#### INSTRUCTIONS TO FOLLOW
Do any lines in the data below contain "ceiling"? If so, copy every one of them.

* * * * *

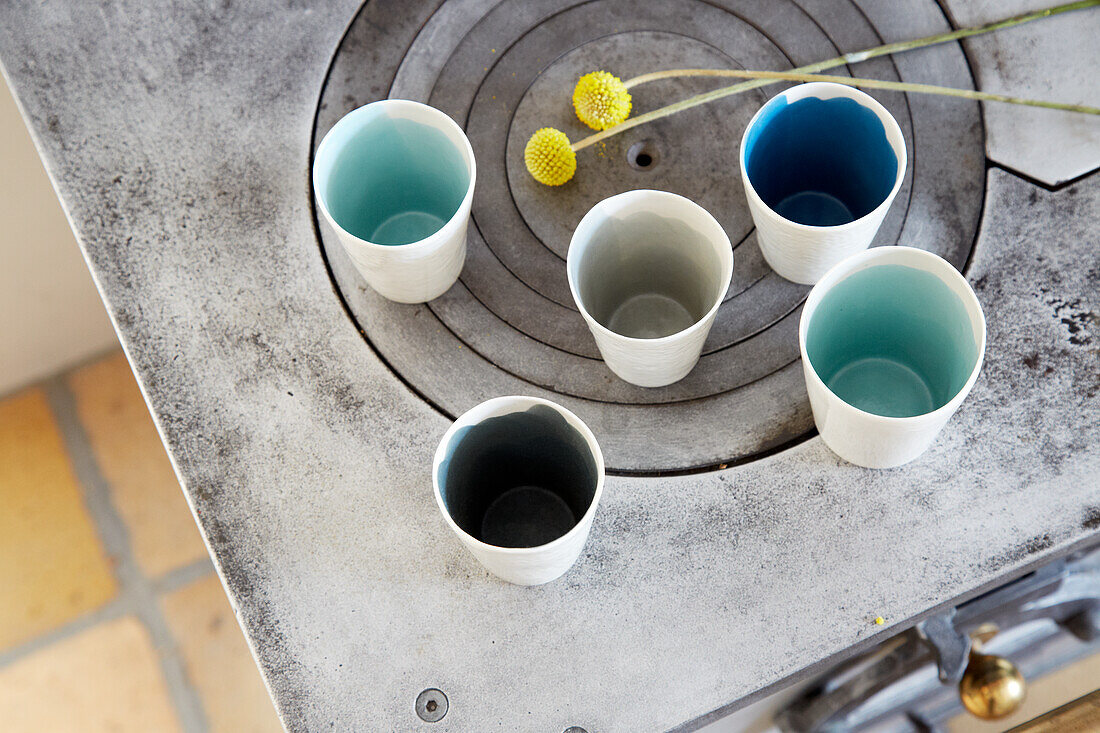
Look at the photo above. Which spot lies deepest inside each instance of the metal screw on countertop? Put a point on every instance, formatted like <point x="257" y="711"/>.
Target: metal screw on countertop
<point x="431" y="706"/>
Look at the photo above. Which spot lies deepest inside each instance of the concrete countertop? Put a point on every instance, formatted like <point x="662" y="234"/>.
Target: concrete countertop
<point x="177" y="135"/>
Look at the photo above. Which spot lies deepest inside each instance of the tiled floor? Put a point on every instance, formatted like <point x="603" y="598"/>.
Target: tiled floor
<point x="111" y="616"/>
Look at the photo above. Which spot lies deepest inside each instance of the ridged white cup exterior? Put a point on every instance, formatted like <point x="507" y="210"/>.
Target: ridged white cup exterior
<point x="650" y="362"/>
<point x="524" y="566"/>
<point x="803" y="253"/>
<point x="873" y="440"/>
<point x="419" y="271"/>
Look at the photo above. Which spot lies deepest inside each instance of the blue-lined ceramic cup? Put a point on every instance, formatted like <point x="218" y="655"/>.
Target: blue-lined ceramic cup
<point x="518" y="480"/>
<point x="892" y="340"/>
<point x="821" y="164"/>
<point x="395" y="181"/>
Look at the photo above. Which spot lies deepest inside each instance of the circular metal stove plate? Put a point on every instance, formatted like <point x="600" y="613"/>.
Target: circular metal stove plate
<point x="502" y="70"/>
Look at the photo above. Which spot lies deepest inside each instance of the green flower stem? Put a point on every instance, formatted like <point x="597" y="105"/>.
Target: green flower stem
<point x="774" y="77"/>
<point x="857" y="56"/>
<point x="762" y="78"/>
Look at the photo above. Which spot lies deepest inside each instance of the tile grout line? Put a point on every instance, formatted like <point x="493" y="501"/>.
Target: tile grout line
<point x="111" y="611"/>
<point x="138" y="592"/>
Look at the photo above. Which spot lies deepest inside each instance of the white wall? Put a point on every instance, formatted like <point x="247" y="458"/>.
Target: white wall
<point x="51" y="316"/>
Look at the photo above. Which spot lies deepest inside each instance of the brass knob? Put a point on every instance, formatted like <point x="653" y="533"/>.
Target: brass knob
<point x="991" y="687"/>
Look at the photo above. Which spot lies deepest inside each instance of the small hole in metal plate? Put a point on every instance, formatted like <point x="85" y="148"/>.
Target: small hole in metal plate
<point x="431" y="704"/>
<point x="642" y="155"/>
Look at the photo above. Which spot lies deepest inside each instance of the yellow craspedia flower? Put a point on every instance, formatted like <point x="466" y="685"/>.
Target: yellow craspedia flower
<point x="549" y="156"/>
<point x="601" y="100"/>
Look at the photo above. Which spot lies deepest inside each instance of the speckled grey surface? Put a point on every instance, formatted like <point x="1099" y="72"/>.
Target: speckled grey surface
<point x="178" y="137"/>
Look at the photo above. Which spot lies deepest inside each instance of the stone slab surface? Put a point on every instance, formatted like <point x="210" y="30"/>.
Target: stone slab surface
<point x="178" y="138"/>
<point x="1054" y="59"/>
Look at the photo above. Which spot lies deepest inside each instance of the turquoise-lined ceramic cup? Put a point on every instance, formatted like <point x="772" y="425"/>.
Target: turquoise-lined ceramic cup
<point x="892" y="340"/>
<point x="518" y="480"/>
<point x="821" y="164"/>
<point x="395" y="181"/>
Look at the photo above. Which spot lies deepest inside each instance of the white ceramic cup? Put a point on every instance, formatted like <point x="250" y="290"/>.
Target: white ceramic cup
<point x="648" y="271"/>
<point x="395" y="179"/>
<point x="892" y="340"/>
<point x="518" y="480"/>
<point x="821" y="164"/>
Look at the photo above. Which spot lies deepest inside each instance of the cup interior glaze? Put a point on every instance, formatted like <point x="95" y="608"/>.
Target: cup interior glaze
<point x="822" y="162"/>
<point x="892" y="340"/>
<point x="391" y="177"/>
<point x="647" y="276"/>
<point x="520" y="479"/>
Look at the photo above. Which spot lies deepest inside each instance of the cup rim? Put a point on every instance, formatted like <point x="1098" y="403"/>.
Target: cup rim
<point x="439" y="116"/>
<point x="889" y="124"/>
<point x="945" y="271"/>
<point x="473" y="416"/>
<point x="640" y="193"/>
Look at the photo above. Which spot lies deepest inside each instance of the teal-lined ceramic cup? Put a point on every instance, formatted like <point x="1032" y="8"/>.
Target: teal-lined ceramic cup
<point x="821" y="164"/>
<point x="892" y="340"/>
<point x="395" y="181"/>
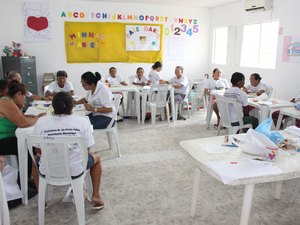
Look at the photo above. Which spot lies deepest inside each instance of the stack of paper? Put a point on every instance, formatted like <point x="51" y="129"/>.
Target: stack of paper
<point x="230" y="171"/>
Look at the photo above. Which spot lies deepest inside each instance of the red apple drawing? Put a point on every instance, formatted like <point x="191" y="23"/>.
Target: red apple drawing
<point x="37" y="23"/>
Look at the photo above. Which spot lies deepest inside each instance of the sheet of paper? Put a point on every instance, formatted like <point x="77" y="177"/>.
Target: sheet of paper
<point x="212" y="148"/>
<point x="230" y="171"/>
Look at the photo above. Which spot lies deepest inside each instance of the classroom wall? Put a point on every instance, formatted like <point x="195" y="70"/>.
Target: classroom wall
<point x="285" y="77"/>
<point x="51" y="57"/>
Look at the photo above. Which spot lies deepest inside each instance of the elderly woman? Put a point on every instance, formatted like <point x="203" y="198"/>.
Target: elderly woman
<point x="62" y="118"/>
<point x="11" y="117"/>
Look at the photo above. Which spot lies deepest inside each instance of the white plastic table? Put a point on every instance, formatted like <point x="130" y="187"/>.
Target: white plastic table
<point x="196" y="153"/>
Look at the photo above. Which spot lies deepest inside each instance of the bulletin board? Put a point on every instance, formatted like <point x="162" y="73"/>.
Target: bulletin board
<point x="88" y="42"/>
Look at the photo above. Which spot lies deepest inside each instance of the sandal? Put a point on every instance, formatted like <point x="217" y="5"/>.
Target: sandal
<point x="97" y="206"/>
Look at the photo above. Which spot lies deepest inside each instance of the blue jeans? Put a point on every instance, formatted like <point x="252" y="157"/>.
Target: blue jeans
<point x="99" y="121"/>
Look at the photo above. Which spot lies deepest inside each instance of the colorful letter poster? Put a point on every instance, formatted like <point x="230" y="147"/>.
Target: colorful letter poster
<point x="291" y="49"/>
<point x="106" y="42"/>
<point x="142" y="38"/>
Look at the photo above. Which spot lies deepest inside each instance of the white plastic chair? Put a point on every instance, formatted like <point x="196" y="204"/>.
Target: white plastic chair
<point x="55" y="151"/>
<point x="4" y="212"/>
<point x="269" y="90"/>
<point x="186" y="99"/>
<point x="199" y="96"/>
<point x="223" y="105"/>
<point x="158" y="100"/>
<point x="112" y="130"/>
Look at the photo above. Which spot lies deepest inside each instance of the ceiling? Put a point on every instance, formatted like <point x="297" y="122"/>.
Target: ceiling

* * * * *

#### FINISHED TASK
Look at the photo above. Which spot lies deepest inside each instance of the ceiling? Put a point on every instance, formatted like <point x="297" y="122"/>.
Target: ceiling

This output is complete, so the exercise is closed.